(Stored data entries)
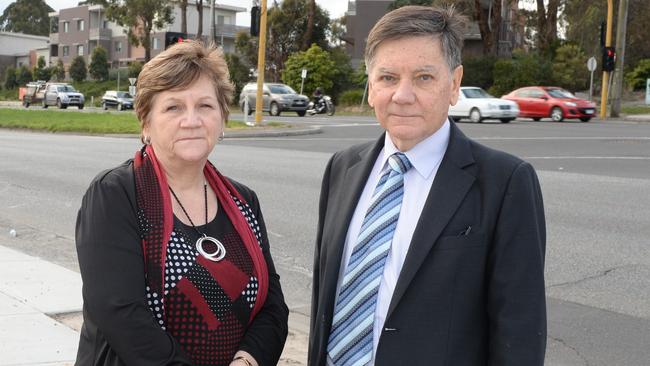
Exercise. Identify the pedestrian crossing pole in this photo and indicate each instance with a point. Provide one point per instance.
(260, 64)
(608, 43)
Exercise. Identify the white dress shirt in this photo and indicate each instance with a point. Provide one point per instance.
(425, 158)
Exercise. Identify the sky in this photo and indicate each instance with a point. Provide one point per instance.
(336, 8)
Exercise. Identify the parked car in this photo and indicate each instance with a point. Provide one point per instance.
(477, 105)
(118, 99)
(62, 95)
(539, 102)
(34, 93)
(277, 98)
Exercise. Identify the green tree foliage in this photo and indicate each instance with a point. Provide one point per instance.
(78, 69)
(134, 68)
(238, 73)
(27, 16)
(139, 17)
(636, 79)
(569, 68)
(59, 71)
(98, 67)
(23, 75)
(41, 72)
(321, 70)
(477, 71)
(583, 19)
(287, 26)
(10, 78)
(522, 70)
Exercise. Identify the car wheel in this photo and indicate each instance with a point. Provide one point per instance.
(275, 109)
(475, 115)
(556, 114)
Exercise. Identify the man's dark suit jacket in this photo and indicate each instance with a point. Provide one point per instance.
(464, 296)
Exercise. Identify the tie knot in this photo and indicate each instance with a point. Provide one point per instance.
(399, 163)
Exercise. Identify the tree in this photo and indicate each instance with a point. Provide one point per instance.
(78, 69)
(27, 16)
(40, 72)
(59, 70)
(10, 78)
(287, 27)
(98, 67)
(321, 70)
(139, 17)
(569, 69)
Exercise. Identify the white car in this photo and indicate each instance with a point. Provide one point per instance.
(477, 105)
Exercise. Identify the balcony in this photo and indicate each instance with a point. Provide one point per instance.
(100, 34)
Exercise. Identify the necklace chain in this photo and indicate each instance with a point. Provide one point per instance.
(205, 198)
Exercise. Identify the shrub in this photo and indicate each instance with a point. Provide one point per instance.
(351, 97)
(636, 78)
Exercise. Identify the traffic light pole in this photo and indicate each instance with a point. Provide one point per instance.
(608, 43)
(260, 64)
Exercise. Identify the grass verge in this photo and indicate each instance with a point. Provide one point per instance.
(86, 122)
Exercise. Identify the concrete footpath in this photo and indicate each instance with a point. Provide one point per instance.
(40, 314)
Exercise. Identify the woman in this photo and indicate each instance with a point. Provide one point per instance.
(174, 257)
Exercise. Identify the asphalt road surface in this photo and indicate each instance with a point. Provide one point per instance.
(595, 178)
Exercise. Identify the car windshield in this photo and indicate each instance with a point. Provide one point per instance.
(476, 93)
(281, 89)
(560, 93)
(65, 88)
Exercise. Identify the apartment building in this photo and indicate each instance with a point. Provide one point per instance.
(363, 14)
(77, 31)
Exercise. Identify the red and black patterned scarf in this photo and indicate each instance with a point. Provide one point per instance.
(156, 218)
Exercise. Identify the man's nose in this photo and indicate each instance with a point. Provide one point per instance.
(404, 94)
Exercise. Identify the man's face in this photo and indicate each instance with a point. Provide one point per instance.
(411, 88)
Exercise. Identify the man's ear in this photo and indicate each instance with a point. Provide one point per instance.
(456, 78)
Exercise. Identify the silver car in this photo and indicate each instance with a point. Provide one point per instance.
(277, 98)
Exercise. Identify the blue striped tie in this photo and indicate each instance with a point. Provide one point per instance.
(350, 342)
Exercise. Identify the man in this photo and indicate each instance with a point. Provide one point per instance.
(430, 247)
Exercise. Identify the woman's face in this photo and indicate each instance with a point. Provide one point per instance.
(184, 124)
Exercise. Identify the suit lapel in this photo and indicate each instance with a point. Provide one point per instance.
(349, 193)
(450, 186)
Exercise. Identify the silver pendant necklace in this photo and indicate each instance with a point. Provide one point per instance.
(220, 252)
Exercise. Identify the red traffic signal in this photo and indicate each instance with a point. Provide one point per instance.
(609, 59)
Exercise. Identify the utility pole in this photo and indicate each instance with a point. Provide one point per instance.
(621, 30)
(260, 64)
(608, 43)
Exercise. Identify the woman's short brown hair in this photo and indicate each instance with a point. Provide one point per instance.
(176, 68)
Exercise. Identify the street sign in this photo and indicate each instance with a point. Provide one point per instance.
(592, 63)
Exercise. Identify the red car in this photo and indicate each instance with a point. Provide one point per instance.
(539, 102)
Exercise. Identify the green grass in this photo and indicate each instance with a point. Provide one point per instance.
(88, 122)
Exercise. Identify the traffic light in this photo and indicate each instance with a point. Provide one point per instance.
(255, 21)
(609, 59)
(172, 38)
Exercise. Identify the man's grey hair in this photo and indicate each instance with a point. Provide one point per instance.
(445, 24)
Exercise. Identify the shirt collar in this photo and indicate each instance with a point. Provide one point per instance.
(424, 156)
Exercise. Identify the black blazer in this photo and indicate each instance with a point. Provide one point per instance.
(462, 298)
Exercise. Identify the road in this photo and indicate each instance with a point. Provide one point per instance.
(595, 178)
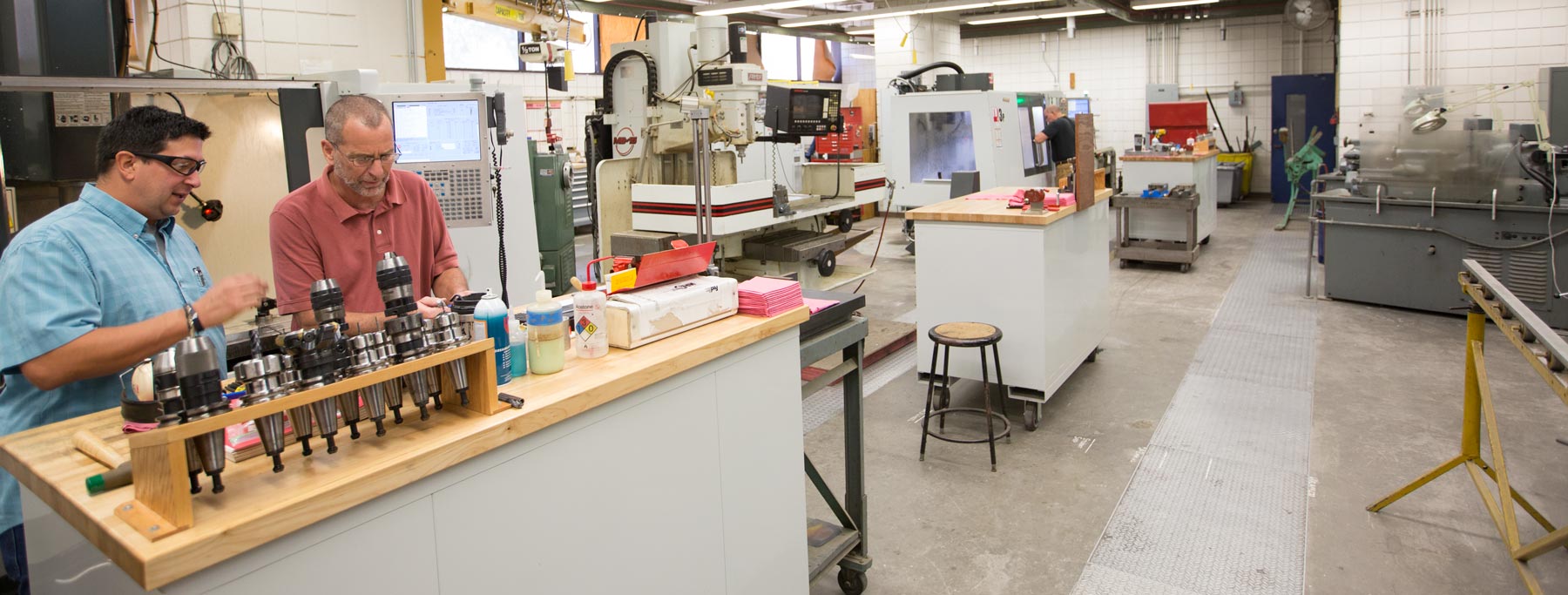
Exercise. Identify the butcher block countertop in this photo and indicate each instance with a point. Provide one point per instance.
(993, 211)
(260, 506)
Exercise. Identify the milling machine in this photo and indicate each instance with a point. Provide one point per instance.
(668, 148)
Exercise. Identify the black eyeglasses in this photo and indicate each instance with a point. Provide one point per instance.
(180, 166)
(361, 160)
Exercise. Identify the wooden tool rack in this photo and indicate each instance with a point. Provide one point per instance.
(164, 503)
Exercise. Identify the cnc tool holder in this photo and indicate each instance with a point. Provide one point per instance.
(162, 503)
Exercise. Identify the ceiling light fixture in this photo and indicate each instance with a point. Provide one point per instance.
(1150, 5)
(902, 11)
(1058, 13)
(754, 7)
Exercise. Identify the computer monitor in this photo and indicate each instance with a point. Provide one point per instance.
(438, 131)
(1078, 105)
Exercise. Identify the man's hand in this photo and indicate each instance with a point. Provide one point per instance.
(229, 297)
(431, 307)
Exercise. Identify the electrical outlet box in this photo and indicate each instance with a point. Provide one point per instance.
(226, 24)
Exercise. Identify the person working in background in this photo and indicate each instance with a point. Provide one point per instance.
(339, 225)
(1064, 143)
(104, 283)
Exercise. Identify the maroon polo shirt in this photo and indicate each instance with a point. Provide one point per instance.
(315, 236)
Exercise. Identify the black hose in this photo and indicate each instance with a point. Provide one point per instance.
(609, 78)
(932, 66)
(596, 134)
(1538, 176)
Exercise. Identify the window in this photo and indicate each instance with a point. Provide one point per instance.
(795, 58)
(478, 46)
(781, 55)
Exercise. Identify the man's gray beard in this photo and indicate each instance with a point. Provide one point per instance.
(358, 187)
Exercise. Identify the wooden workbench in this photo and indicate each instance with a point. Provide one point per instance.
(1042, 280)
(260, 507)
(993, 211)
(1187, 158)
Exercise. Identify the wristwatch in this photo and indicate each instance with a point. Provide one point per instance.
(192, 321)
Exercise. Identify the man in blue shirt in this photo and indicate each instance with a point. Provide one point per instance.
(102, 285)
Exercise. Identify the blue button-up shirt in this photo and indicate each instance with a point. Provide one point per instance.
(86, 266)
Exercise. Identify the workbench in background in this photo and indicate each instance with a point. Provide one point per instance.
(1043, 280)
(1200, 170)
(645, 471)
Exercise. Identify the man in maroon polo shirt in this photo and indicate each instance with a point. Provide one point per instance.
(339, 225)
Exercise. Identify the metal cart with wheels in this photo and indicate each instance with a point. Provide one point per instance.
(1134, 250)
(844, 545)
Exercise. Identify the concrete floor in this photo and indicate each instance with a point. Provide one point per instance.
(1387, 409)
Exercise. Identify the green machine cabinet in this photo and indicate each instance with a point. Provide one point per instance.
(552, 217)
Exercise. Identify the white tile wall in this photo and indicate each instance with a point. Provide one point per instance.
(286, 38)
(1481, 43)
(1113, 64)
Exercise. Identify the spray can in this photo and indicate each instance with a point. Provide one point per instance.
(493, 313)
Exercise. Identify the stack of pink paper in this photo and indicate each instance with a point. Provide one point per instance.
(764, 295)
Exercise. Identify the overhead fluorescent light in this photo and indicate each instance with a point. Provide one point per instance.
(1058, 13)
(754, 7)
(901, 11)
(838, 17)
(1150, 5)
(954, 8)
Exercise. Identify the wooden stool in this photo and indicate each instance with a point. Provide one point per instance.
(964, 335)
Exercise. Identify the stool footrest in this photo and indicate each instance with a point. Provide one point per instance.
(1007, 428)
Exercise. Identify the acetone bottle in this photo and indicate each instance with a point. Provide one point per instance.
(593, 340)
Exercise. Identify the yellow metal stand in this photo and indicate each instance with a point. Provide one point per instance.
(1495, 303)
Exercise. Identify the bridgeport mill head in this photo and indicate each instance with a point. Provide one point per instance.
(264, 381)
(201, 387)
(368, 358)
(166, 389)
(405, 327)
(450, 333)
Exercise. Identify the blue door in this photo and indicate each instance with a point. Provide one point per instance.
(1301, 103)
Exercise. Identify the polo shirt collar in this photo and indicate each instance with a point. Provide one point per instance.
(123, 215)
(341, 207)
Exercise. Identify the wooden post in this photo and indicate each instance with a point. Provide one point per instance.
(1084, 160)
(164, 499)
(435, 41)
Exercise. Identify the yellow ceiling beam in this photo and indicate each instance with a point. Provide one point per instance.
(513, 15)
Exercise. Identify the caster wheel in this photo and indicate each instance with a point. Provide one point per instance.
(852, 581)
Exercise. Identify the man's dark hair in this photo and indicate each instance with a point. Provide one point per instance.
(145, 129)
(368, 111)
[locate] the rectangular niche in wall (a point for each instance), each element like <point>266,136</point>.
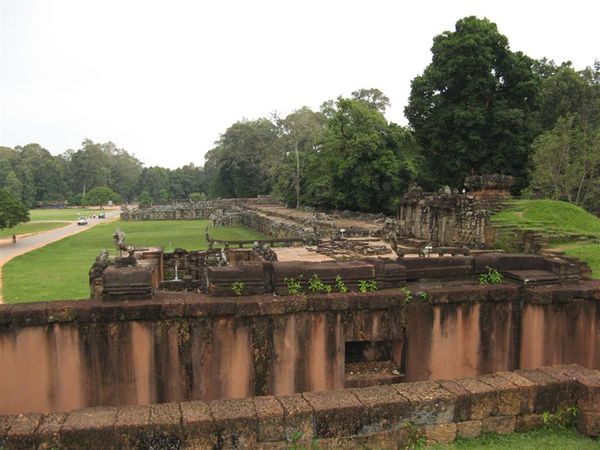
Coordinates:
<point>370,363</point>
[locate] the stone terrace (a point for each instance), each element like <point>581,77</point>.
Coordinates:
<point>379,416</point>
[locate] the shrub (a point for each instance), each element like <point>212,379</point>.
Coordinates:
<point>316,285</point>
<point>492,276</point>
<point>238,287</point>
<point>294,286</point>
<point>340,285</point>
<point>367,286</point>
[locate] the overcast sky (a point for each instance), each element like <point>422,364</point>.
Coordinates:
<point>164,79</point>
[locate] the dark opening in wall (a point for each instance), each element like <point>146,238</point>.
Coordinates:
<point>368,351</point>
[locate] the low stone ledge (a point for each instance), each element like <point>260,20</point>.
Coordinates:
<point>234,423</point>
<point>197,425</point>
<point>130,425</point>
<point>482,397</point>
<point>468,429</point>
<point>386,409</point>
<point>506,394</point>
<point>430,402</point>
<point>550,392</point>
<point>298,416</point>
<point>374,416</point>
<point>88,428</point>
<point>526,387</point>
<point>336,413</point>
<point>48,433</point>
<point>271,424</point>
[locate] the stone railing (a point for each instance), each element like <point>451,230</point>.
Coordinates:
<point>375,417</point>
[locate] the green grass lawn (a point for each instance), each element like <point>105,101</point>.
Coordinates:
<point>31,227</point>
<point>60,270</point>
<point>550,216</point>
<point>561,222</point>
<point>60,214</point>
<point>543,439</point>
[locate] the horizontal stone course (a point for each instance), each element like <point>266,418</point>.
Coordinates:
<point>439,411</point>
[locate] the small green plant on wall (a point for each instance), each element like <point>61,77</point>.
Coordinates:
<point>340,285</point>
<point>407,294</point>
<point>238,287</point>
<point>367,286</point>
<point>561,418</point>
<point>294,286</point>
<point>316,285</point>
<point>492,276</point>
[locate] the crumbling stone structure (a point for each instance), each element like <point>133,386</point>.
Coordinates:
<point>376,417</point>
<point>452,218</point>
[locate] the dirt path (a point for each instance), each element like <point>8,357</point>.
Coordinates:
<point>29,242</point>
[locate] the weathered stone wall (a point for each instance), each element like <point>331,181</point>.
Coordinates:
<point>447,219</point>
<point>177,347</point>
<point>193,210</point>
<point>392,416</point>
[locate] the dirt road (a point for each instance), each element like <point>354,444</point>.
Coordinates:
<point>8,250</point>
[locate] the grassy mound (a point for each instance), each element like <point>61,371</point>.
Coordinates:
<point>551,217</point>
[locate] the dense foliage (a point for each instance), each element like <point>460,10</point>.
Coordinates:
<point>473,108</point>
<point>12,211</point>
<point>477,108</point>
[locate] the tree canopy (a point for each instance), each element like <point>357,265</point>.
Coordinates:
<point>472,109</point>
<point>12,211</point>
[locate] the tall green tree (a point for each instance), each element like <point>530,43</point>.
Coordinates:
<point>100,196</point>
<point>566,162</point>
<point>301,135</point>
<point>12,211</point>
<point>472,109</point>
<point>243,161</point>
<point>364,163</point>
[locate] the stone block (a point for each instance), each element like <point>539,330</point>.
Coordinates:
<point>47,434</point>
<point>528,422</point>
<point>588,421</point>
<point>527,389</point>
<point>5,423</point>
<point>131,424</point>
<point>271,422</point>
<point>164,427</point>
<point>498,424</point>
<point>234,423</point>
<point>298,416</point>
<point>21,435</point>
<point>197,425</point>
<point>89,428</point>
<point>386,409</point>
<point>468,429</point>
<point>336,413</point>
<point>442,433</point>
<point>482,397</point>
<point>430,403</point>
<point>508,397</point>
<point>462,405</point>
<point>588,382</point>
<point>551,393</point>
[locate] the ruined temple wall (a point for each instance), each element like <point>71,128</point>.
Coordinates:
<point>68,355</point>
<point>393,416</point>
<point>446,219</point>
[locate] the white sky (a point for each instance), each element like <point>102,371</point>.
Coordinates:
<point>164,79</point>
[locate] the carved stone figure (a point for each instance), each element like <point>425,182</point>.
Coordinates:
<point>119,241</point>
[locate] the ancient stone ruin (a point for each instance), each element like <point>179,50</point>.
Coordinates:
<point>347,330</point>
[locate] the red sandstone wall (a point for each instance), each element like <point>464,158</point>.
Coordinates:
<point>154,352</point>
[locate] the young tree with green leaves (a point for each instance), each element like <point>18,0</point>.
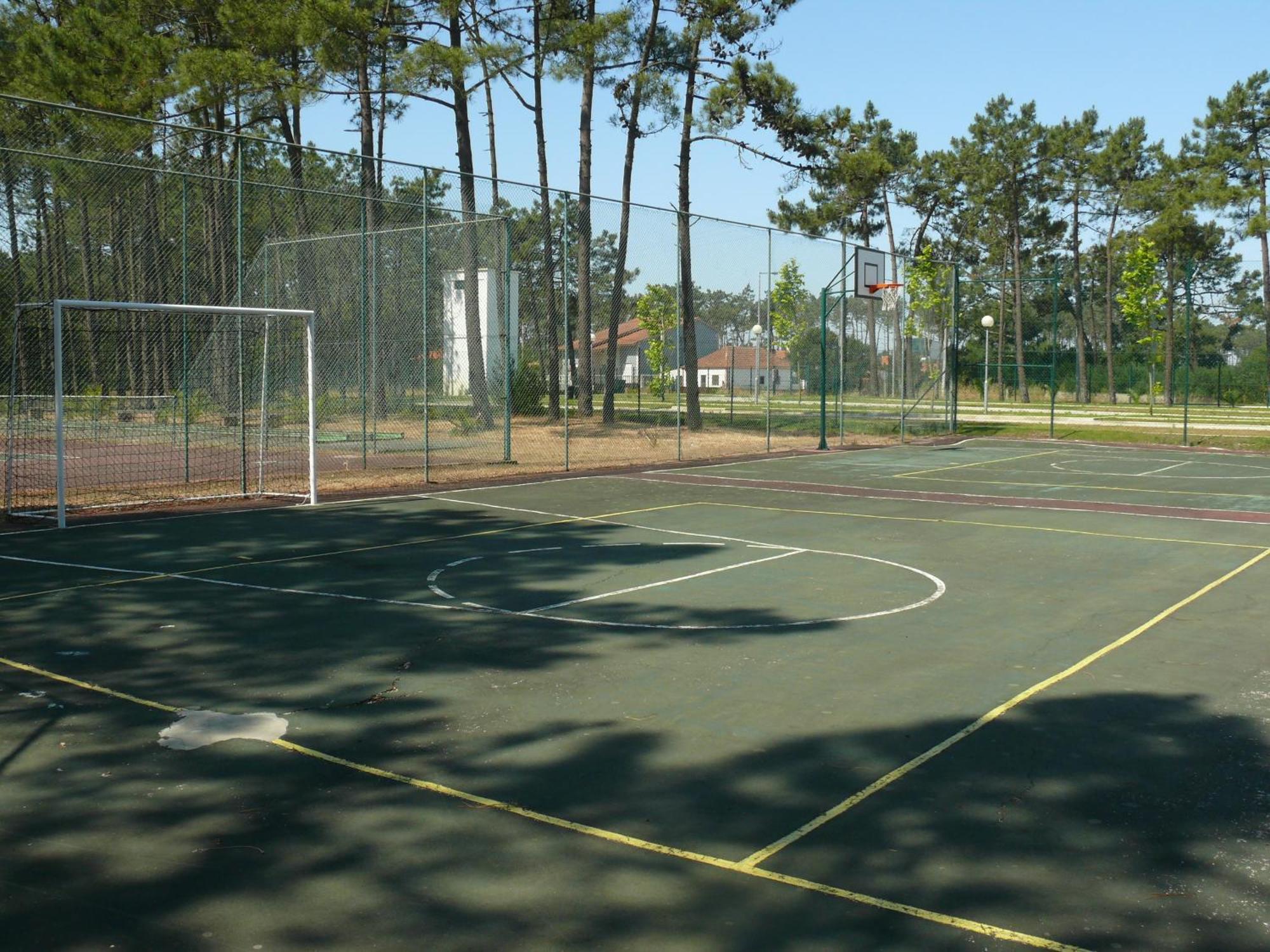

# YOUR GOAL:
Please state how many lines in the data contain the word "dirt", giving only that number.

# RESPONSE AREA:
2